*** EXTRACTED RECORDS ***
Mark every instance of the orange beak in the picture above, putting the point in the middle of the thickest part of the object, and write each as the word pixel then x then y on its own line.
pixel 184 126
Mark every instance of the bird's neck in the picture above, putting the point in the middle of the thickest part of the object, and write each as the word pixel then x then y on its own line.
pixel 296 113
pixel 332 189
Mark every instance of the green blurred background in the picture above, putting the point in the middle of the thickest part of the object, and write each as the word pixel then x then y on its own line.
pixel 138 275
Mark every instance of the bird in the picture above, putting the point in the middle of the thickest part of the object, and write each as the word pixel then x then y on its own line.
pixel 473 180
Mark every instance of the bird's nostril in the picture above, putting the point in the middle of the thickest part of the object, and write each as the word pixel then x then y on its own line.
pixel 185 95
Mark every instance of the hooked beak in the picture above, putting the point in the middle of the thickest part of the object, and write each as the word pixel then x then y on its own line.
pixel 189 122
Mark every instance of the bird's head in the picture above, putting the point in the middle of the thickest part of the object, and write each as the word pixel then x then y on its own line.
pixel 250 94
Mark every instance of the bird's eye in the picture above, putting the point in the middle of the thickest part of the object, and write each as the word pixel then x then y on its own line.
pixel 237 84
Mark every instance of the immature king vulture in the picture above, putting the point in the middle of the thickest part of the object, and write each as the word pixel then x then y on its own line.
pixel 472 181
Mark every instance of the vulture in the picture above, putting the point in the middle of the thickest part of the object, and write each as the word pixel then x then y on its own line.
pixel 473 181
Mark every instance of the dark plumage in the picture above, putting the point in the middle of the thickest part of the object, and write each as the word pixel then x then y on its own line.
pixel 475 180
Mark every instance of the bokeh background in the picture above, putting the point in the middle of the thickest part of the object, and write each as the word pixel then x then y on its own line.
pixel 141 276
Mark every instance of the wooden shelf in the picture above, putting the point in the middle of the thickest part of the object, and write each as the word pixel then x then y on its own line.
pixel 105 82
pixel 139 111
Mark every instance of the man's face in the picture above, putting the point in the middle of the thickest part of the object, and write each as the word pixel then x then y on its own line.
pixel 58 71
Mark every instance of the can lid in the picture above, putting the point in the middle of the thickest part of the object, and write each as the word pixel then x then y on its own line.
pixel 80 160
*** End of EXTRACTED RECORDS ***
From the line holding "Mark every instance of the man's" to the last line of the data above, copy every line exactly and include nothing more.

Mark every instance of the man's face in the picture above, putting the point in the middle of the thickest part of the object, and write each as the word pixel then x then y on its own line.
pixel 58 71
Mark every instance of the can lid in the picture above, putting the point in the middle of the thickest part of the object, and write each as the word pixel then x then y on its own line.
pixel 80 160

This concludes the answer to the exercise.